Passage for review Start Marker

Pathway abundance and cross-samples comparison

I’ve some Humann2 results and I’m still not sure (1) how the abundance is calculated and (2) if comparing abundance values between samples with different depths of coverage is possible.

From the humann2 publication, I can read : Per-gene alignment statistics are weighted based on alignment quality, coverage, and sequence length to yield gene abundance values.

Does this mean that gene abundance is calculated as the mean positions depth, with some thresholds on read alignment quality ?

Then, from the github page : This file details the abundance of each pathway in the community as a function of the abundances of the pathway’s component reactions, with each reaction’s abundance computed as the sum over abundances of genes catalyzing the reaction., which is further developped with : In greater detail, the abundance for each pathway is a recursive computation of abundances of sub-pathways with paths resolved to abundances based on the relationships and abundances of the reactions contained in each. Each path, the smallest portion of a pathway or sub-pathway which can’t be broken down into sub-pathways, has an abundance that is the max or harmonic mean of the reaction abundances depending on the relationships of these reactions. Optional reactions are only added to the overall abundance if their abundance is greater than the harmonic mean of the required reactions.

Passage for review End Marker

| Your tasks |
a) According to the passage the pathway abundance thread quotes from the humann2 publication, what are all the factors by which per-gene alignment statistics are weighted?
b) Quote the pathway abundance thread from "From the humann2" up to and including "alignment quality ?".
The listing after this point is separate material, apart from the pathway abundance thread.

Dataset content Start Marker

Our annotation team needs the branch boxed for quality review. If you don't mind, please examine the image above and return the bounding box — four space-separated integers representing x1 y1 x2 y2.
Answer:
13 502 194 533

Dataset content End Marker

| Responses |
a) Alignment quality, coverage, and sequence length.

b)
From the humann2 publication, I can read : Per-gene alignment statistics are weighted based on alignment quality, coverage, and sequence length to yield gene abundance values.

Does this mean that gene abundance is calculated as the mean positions depth, with some thresholds on read alignment quality ?